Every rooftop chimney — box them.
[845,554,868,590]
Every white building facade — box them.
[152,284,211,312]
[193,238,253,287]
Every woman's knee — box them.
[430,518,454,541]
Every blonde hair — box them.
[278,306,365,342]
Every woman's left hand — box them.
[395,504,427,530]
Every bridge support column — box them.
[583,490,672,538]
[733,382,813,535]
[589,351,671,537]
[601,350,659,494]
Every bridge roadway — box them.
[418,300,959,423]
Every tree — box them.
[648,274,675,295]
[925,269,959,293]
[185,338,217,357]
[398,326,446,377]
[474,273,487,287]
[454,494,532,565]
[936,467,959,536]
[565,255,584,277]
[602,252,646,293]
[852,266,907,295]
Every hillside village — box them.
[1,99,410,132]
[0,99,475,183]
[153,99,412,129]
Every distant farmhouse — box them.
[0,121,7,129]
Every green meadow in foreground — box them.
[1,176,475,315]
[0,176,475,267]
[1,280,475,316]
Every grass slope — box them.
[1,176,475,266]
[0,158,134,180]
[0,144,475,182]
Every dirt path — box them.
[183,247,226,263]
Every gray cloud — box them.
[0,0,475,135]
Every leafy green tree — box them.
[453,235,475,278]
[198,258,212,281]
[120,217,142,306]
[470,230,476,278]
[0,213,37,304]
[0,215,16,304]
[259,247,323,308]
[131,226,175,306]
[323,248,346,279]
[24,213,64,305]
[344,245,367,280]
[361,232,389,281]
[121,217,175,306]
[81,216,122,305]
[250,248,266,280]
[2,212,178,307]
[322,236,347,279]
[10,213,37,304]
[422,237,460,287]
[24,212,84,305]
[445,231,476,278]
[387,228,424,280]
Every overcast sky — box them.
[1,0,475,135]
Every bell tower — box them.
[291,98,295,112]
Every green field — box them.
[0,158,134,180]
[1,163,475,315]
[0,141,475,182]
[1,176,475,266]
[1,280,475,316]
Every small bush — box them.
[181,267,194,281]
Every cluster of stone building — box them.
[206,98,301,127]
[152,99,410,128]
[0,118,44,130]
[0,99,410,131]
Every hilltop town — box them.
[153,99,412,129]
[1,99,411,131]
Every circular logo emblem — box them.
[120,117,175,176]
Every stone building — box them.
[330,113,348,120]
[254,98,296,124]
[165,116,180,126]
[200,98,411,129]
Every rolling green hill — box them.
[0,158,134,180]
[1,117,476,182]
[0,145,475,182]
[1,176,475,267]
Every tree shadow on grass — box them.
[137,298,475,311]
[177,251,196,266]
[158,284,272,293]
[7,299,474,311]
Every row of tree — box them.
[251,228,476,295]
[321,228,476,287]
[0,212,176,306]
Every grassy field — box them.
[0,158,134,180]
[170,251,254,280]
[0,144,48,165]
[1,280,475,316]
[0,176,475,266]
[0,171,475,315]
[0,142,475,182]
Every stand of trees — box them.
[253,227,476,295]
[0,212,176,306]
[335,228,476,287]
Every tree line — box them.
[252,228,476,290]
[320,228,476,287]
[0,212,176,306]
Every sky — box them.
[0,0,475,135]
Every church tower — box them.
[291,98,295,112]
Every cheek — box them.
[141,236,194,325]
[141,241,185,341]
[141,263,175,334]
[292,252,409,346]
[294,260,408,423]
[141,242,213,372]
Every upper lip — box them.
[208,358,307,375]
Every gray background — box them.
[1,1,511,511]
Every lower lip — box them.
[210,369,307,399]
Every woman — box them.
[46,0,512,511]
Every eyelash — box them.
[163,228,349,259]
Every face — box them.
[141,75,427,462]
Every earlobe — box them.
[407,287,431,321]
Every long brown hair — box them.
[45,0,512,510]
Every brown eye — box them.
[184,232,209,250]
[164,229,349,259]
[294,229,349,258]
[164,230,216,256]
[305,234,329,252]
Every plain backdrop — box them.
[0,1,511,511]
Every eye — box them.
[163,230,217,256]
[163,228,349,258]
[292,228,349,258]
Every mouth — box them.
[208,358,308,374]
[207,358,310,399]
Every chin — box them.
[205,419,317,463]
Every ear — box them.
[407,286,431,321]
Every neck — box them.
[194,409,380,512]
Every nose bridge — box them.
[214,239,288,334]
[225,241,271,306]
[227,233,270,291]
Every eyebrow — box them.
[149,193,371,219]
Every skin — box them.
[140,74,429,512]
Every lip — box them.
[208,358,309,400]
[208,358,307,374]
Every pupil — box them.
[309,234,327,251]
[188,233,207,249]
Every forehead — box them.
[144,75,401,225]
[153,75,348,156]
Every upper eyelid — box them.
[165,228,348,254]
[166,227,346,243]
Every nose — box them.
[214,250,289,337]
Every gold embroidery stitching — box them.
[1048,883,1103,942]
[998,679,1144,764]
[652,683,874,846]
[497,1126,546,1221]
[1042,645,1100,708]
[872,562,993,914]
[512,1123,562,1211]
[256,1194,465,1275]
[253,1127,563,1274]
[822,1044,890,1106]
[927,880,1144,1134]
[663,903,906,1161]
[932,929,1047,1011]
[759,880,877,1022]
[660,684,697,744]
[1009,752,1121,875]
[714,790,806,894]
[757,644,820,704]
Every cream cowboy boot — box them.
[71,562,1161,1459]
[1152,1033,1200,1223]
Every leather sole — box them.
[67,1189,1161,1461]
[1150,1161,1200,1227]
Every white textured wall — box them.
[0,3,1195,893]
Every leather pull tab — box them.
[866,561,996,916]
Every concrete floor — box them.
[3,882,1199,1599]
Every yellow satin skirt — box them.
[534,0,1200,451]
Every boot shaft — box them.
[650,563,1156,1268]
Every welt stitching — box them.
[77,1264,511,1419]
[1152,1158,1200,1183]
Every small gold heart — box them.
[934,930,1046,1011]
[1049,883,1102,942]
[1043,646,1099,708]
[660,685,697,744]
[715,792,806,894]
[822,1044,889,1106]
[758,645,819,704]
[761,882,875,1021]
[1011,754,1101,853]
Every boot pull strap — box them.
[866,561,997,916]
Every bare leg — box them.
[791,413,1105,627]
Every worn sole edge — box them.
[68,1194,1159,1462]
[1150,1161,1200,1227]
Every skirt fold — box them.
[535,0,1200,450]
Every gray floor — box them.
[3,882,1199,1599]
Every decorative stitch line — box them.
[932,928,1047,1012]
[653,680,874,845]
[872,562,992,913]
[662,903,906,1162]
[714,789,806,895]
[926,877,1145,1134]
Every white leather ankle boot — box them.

# # # # # # #

Problem description: Take the material above and print all of it exactly.

Solved problem:
Every rooftop chimney — box them.
[845,554,868,590]
Every white building facade — box them.
[152,284,211,312]
[193,238,253,287]
Every woman's knee — box them.
[430,518,454,541]
Every blonde hair — box them.
[278,306,365,342]
Every woman's left hand — box them.
[395,504,427,530]
Every bridge support column — box them.
[583,490,672,538]
[733,382,813,535]
[589,351,671,537]
[601,350,659,494]
Every bridge roadway — box them.
[418,300,959,423]
Every tree — box them.
[648,274,675,295]
[925,269,959,293]
[185,338,217,357]
[398,326,446,377]
[474,273,487,287]
[454,494,532,565]
[936,467,959,536]
[565,255,584,277]
[602,252,646,293]
[852,266,907,295]
Every hillside village — box them.
[1,99,410,132]
[0,99,475,183]
[153,99,412,129]
Every distant farmhouse — box them.
[0,121,7,129]
Every green meadow in foreground — box them.
[1,176,475,315]
[0,176,475,267]
[1,280,475,316]
Every grass slope — box them.
[1,176,475,266]
[0,158,134,180]
[0,144,475,182]
Every dirt path — box them.
[183,247,226,263]
Every gray cloud — box them.
[0,0,475,135]
Every leafy green tree — box them.
[453,235,475,278]
[198,258,212,281]
[120,217,142,306]
[470,230,476,278]
[0,213,37,304]
[0,215,16,304]
[259,247,323,308]
[131,226,175,306]
[323,248,346,279]
[24,213,64,305]
[344,245,367,280]
[361,232,389,281]
[121,217,175,306]
[81,216,122,305]
[250,248,266,280]
[2,212,178,307]
[322,236,347,279]
[10,213,37,304]
[422,237,460,287]
[24,212,84,305]
[445,231,476,278]
[387,228,424,280]
Every overcast sky — box them.
[1,0,475,135]
Every bell tower — box them.
[291,98,295,112]
Every green field — box them.
[0,158,134,180]
[1,163,475,315]
[0,141,475,182]
[1,176,475,266]
[1,280,475,316]
Every small bush — box them.
[181,267,194,281]
Every cluster of stone building — box them.
[206,98,301,127]
[152,99,410,128]
[0,118,44,130]
[0,99,410,131]
Every hilltop town — box them.
[153,99,412,129]
[1,99,411,131]
Every circular logo emblem — box them.
[120,117,175,176]
Every stone building — box them.
[330,113,348,120]
[254,98,296,124]
[165,116,180,126]
[200,98,411,129]
Every rolling green hill — box them.
[0,158,134,180]
[1,117,476,182]
[0,145,475,182]
[1,176,475,267]
Every tree shadow on grass — box them.
[137,298,475,311]
[177,251,196,266]
[158,284,272,293]
[7,299,474,311]
Every row of tree — box them.
[251,228,476,295]
[321,228,476,287]
[0,212,176,306]
Every grassy field — box them.
[0,158,134,180]
[170,251,254,280]
[0,144,48,165]
[1,280,475,316]
[0,176,475,266]
[0,171,475,315]
[0,142,475,182]
Every stand of trees — box them.
[253,227,476,295]
[0,212,176,306]
[335,228,476,287]
Every tree line — box them.
[252,228,476,290]
[320,228,476,287]
[0,212,176,306]
Every sky — box them.
[0,0,475,135]
Every church tower — box them.
[291,98,295,112]
Every cheek — box them.
[141,236,194,325]
[141,241,185,341]
[141,263,175,334]
[292,252,409,346]
[294,260,408,423]
[141,242,213,372]
Every upper lip — box them.
[208,358,307,375]
Every gray background — box them.
[1,1,511,511]
Every lower lip — box them.
[210,369,307,399]
Every woman — box them.
[46,0,512,511]
Every eyelash — box them.
[163,228,349,259]
Every face — box them.
[141,75,427,462]
Every earlobe — box them.
[407,287,431,321]
Every long brown hair — box them.
[45,0,512,510]
Every brown eye — box them.
[184,232,209,250]
[164,229,349,259]
[294,229,349,258]
[164,230,216,256]
[305,234,329,252]
Every plain backdrop — box them.
[0,1,511,511]
Every eye — box them.
[163,230,217,256]
[163,228,349,258]
[292,228,349,258]
Every mouth — box them.
[208,358,308,374]
[207,358,310,399]
Every chin — box them.
[205,419,317,463]
Every ear — box them.
[407,286,431,321]
Every neck — box them.
[194,409,380,512]
Every nose bridge — box them.
[214,239,288,334]
[225,241,271,306]
[227,233,270,291]
Every eyebrow — box them.
[149,193,371,219]
Every skin — box them.
[140,74,429,512]
Every lip — box them.
[208,358,309,400]
[208,358,307,374]
Every pupil — box them.
[309,234,327,251]
[188,233,207,249]
Every forehead — box them.
[144,75,401,225]
[153,75,348,156]
Every upper eyelid — box them.
[165,228,348,254]
[166,227,346,243]
Every nose — box them.
[214,250,289,337]
Every gold embroidery stitching — box them.
[1048,883,1103,942]
[998,679,1144,764]
[652,683,874,846]
[497,1126,546,1221]
[1042,645,1100,708]
[872,562,993,914]
[512,1123,562,1211]
[256,1194,465,1275]
[253,1127,563,1274]
[822,1044,890,1106]
[927,880,1144,1134]
[663,903,906,1161]
[932,929,1047,1011]
[759,880,877,1022]
[660,684,697,744]
[1009,752,1121,875]
[714,790,806,894]
[757,644,820,704]
Every cream cowboy boot — box them.
[71,562,1161,1459]
[1152,1033,1200,1223]
Every leather sole — box them.
[67,1189,1161,1461]
[1150,1161,1200,1227]
Every white textured wall — box them.
[0,3,1195,893]
Every leather pull tab — box them.
[866,561,996,916]
Every concrete floor — box them.
[3,882,1199,1599]
Every yellow satin skirt — box them.
[534,0,1200,451]
Every boot shaft — box them.
[650,563,1156,1268]
Every welt stitching — box them.
[77,1264,511,1419]
[1152,1158,1200,1183]
Every small gold heart — box them.
[934,930,1046,1011]
[1049,883,1102,942]
[1043,646,1099,708]
[660,685,697,744]
[715,792,806,894]
[822,1044,889,1106]
[758,645,819,704]
[761,882,875,1021]
[1011,754,1101,853]
Every boot pull strap — box them.
[866,561,997,916]
Every bare leg — box them.
[791,413,1105,627]
Every worn sole edge — box them.
[68,1194,1159,1462]
[1150,1161,1200,1227]
Every skirt fold — box them.
[535,0,1200,450]
Every gray floor — box them.
[3,882,1199,1599]
Every decorative stitch line — box them.
[932,928,1047,1012]
[653,680,874,845]
[872,562,992,913]
[662,903,906,1162]
[714,789,806,895]
[926,877,1145,1134]
Every white leather ankle boot — box them.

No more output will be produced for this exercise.